Задание
Повторите без изменений отрывок из текста об образах города в кино. Начните со слов, в которых есть «Город-джунгли — противоположность», и остановитесь после «небольшое сообщество, поселок.».

Трубочисты танцуют на крышах, которые Берт зовет «морем волшебства». Танцоры скачут по волнам (конькам крыш), преодолевая земное притяжение, пока адмирал не выпалит из пушки — тогда они ныряют под поверхность до следующего раза.
Город-джунгли — противоположность города-океана. Здесь среда не дарит человеку свободу, как в городе-океане. Она смертоносна, ведь повсюду таятся враги и в любой момент возможен смертельный удар. Такой город, как правило, похож на кастрюлю с кипящим людским варевом, а люди в нем описываются как звери, отличающиеся друг от друга лишь способом убийства добычи. Авторы детективных и полицейских историй настолько привычно рисуют город в виде джунглей, что эта метафора уже превратилась в клише. Более оригинально город-джунгли показан в «Человеке-пауке» (Нью-Йорк), «Возвращении Бэтмена» (Готэм), «Джунглях» (Чикаго), «Бегущем по лезвию» (Лос-Анджелес), «M» (Берлин), и «Кинг-Конге» (Нью-Йорк).
Город-лес — это добрая версия города-джунглей. Здания — это уменьшенные копии города, но «очеловеченные»: люди живут как будто на деревьях. Город воспринимается словно небольшое сообщество, поселок.
Если город изображается как лес, обычно мы имеем дело с утопией, где люди пользуются всеми благами многолюдного бетонного муравейника, но живут при этом в уюте дерева-дома. Эту метафору мы видим в кинолентах «С собой не унесешь» и «Охотники за привидениями».
«Охотники за привидениями» — приключенческая сказка, действие которой происходит в Нью-Йорке. Три «мушкетера» — молодые ученые, обитающие в замкнутом мире университета — изучают паранормальные явления и проделывают всякие опыты с красивыми девушками. Потом они открывают свое дело и получают от клиентов большие деньги за то, что носят шикарную форму, ездят по городу на переделанном катафалке, стреляют из причудливых приспособлений и живут в бывшей пожарной части. Здание пожарной части — идеальный дом-дерево для мальчишек. Трое героев спят в общей спальне, где грезят о девчонках, а когда поступает вызов, скользят вниз по «древесному стволу» или «бобовому стеблю» и мчатся по улицам Нью-Йорка. В их городе возможны любые полеты.

Исходные данные
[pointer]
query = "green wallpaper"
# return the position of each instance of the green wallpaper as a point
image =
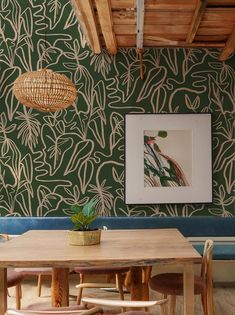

Ответ к заданию
Город-джунгли — противоположность города-океана. Здесь среда не дарит человеку свободу, как в городе-океане. Она смертоносна, ведь повсюду таятся враги и в любой момент возможен смертельный удар. Такой город, как правило, похож на кастрюлю с кипящим людским варевом, а люди в нем описываются как звери, отличающиеся друг от друга лишь способом убийства добычи. Авторы детективных и полицейских историй настолько привычно рисуют город в виде джунглей, что эта метафора уже превратилась в клише. Более оригинально город-джунгли показан в «Человеке-пауке» (Нью-Йорк), «Возвращении Бэтмена» (Готэм), «Джунглях» (Чикаго), «Бегущем по лезвию» (Лос-Анджелес), «M» (Берлин), и «Кинг-Конге» (Нью-Йорк).
Город-лес — это добрая версия города-джунглей. Здания — это уменьшенные копии города, но «очеловеченные»: люди живут как будто на деревьях. Город воспринимается словно небольшое сообщество, поселок.